Eric Loret – Libération, 23 janvier 2003

Adapté du roman de l'écrivain tchèque Bohumil Hrabal, cet album évoque la vie de Hanta, "presseur de vieux livres " depuis 35 ans. Il en sauve, les entasse chez lui - jusqu'à deux tonnes, au-dessus de son lit ! Un jour, son univers s'écroule. Scénarisée par Lionel Tran et mise en décor par Valérie Berge, dessinée à la plume par Ambre, cette BD expérimentale parle d'usure, de disparition, de la perte du livre comme de celle de l'amour et de l'humanité. Un dessin et un trait magnifiques, qui sinuent dans les profondeurs de caves ou de ruines et qui tracent l'itinéraire émouvant d'une "solitude peuplée de pensées "

Le Monde, 23 janvier 2003

Entre photographies noir et blanc surexposées et gravures à l'ancienne, les cases égrènent les mots du roman original, dans un long et émouvant monologue sans aucun phylactère. Surpris dans les premières pages, on s'attache progressivement à ce vieil homme, on l'écoute raconter sa vie, sa solitude, son désespoir, jusqu'au drame final. Un livre riche, parfois déroutant par la nature expérimentale de la narration, mais qu'on lit d'une traite, de plus en plus ému par le destin absurde de cet être humain isolé des autres et qui trouve dans le sauvetage des livres et dans leur découverte, une raison pour survivre et sa seule raison d'exister.

## Liste des tâches
1/ Relevez dans l'extrait les trois personnes qui ont réalisé l'album, en précisant pour chacune le rôle que le texte lui attribue.
2/ Citez le passage de l'extrait qui commence par « Entre photographies noir » et se poursuit jusqu'à « seule raison d'exister. ».
Les lignes ci-après forment un matériau indépendant de l'extrait.

## Données recueillies
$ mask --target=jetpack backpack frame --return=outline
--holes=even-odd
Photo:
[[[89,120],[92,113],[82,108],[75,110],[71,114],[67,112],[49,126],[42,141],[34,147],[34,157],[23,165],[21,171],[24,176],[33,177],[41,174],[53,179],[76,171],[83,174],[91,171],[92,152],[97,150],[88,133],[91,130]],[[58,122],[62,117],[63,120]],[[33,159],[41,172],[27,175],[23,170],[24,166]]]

## Réponses par tâche
1/
- Lionel Tran : scénario
- Valérie Berge : mise en décor
- Ambre : dessin à la plume

2/
Entre photographies noir et blanc surexposées et gravures à l'ancienne, les cases égrènent les mots du roman original, dans un long et émouvant monologue sans aucun phylactère. Surpris dans les premières pages, on s'attache progressivement à ce vieil homme, on l'écoute raconter sa vie, sa solitude, son désespoir, jusqu'au drame final. Un livre riche, parfois déroutant par la nature expérimentale de la narration, mais qu'on lit d'une traite, de plus en plus ému par le destin absurde de cet être humain isolé des autres et qui trouve dans le sauvetage des livres et dans leur découverte, une raison pour survivre et sa seule raison d'exister.